◆ **EXERCISE**
Reproduce the homelessness bulletin excerpt in full, word for word.

This bulletin provides information (England only) on local

authorities' activities under the homelessness provisions of the 1996

Housing Act and a small number of residual cases under the 1985 Act.

Decisions taken under the homelessness legislation

In the quarter ending June 2000 local authorities made a total of

61,800 decisions on applications for housing from households eligible

under the homelessness provisions of the 1985 and 1996 Housing Acts.

This is some 1,890 (3 per cent) less than in the first quarter of

2000 (63,690). It is usual for the number of decisions taken to

decrease between the first and second quarter of the same year. The

decrease this year is less than in 1999 when there was a fall of

approximately 5 per cent.

Homeless acceptances

In the June quarter of 2000, local authorities accepted some 27,330

households as meeting the statutory criteria of homeless,

unintentionally homeless and falling within a priority need group,

under the homelessness provisions of the 1985 and 1996 Housing Acts.

This is a decrease of some 370 (1 per cent) on the previous quarter

(27,700), but is 1,490 (6 per cent) higher than the total number in

the corresponding quarter of 1999.

As with decisions taken, it is usual for the number of acceptances

taken to decrease between the first and second quarters. At 1 per

cent, the decrease in the second quarter of 2000 is less than the

corresponding fall in 1999 (4 per cent) and 1998 (7 per cent).

◆ **COLLECTED MATERIAL**

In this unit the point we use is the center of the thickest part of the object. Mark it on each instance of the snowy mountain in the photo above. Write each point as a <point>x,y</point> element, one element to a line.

◆ **EXERCISE SOLUTION**
This bulletin provides information (England only) on local

authorities' activities under the homelessness provisions of the 1996

Housing Act and a small number of residual cases under the 1985 Act.

Decisions taken under the homelessness legislation

In the quarter ending June 2000 local authorities made a total of

61,800 decisions on applications for housing from households eligible

under the homelessness provisions of the 1985 and 1996 Housing Acts.

This is some 1,890 (3 per cent) less than in the first quarter of

2000 (63,690). It is usual for the number of decisions taken to

decrease between the first and second quarter of the same year. The

decrease this year is less than in 1999 when there was a fall of

approximately 5 per cent.

Homeless acceptances

In the June quarter of 2000, local authorities accepted some 27,330

households as meeting the statutory criteria of homeless,

unintentionally homeless and falling within a priority need group,

under the homelessness provisions of the 1985 and 1996 Housing Acts.

This is a decrease of some 370 (1 per cent) on the previous quarter

(27,700), but is 1,490 (6 per cent) higher than the total number in

the corresponding quarter of 1999.

As with decisions taken, it is usual for the number of acceptances

taken to decrease between the first and second quarters. At 1 per

cent, the decrease in the second quarter of 2000 is less than the

corresponding fall in 1999 (4 per cent) and 1998 (7 per cent).